## Work to complete
Write out every line of the material below, keeping each one identical to the original.

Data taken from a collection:
↓↓↓

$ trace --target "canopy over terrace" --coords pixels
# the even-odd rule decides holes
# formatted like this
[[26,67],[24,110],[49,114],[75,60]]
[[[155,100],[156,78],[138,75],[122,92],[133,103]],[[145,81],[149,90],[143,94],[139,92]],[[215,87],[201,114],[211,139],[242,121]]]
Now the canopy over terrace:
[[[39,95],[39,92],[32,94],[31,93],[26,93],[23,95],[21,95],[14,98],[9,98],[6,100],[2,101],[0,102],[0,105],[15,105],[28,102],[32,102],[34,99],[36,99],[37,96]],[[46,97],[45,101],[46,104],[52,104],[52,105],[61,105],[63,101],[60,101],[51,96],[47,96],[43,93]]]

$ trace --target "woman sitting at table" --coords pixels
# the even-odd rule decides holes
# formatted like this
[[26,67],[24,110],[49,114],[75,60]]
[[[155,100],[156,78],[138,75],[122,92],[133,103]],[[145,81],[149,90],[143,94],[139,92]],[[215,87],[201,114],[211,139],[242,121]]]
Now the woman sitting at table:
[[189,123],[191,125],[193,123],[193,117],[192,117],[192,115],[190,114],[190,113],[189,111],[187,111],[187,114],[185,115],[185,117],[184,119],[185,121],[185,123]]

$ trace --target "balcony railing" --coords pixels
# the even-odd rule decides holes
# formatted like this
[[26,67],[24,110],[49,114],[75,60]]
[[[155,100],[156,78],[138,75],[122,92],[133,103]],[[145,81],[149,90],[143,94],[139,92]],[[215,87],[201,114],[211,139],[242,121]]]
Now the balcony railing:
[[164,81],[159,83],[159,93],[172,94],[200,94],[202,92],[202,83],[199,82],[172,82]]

↑↑↑

## The result
$ trace --target "canopy over terrace" --coords pixels
# the even-odd rule decides holes
# formatted like this
[[26,67],[24,110],[49,114],[75,60]]
[[[155,100],[156,78],[138,75],[122,92],[133,103]],[[145,81],[149,90],[143,94],[139,92]],[[215,87],[201,114],[211,139],[242,121]]]
Now the canopy over terrace:
[[[39,95],[39,92],[32,94],[31,93],[26,93],[23,95],[21,95],[14,98],[9,98],[6,100],[2,101],[0,102],[0,105],[15,105],[28,102],[32,102],[34,99],[36,99],[37,96]],[[46,97],[45,101],[46,104],[52,104],[52,105],[61,105],[63,101],[60,101],[51,96],[47,96],[43,93]]]

$ trace --target "woman sitting at table" --coords pixels
# the even-odd rule decides holes
# formatted like this
[[26,67],[24,110],[49,114],[75,60]]
[[[155,100],[156,78],[138,75],[122,92],[133,103]],[[145,81],[149,90],[143,94],[139,92]],[[215,87],[201,114],[211,139],[242,121]]]
Now the woman sitting at table:
[[189,123],[191,125],[193,123],[193,117],[192,117],[192,115],[190,114],[190,113],[189,111],[187,111],[187,114],[185,115],[185,117],[184,119],[185,121],[185,123]]

$ trace --target "balcony railing" --coords pixels
# the even-odd rule decides holes
# formatted like this
[[26,67],[24,110],[49,114],[75,60]]
[[[155,100],[156,78],[138,75],[122,92],[133,103]],[[145,81],[149,90],[143,94],[139,92]],[[215,87],[201,114],[211,139],[242,121]]]
Now the balcony railing:
[[164,81],[159,83],[159,93],[172,94],[200,94],[202,92],[202,83],[199,82],[172,82]]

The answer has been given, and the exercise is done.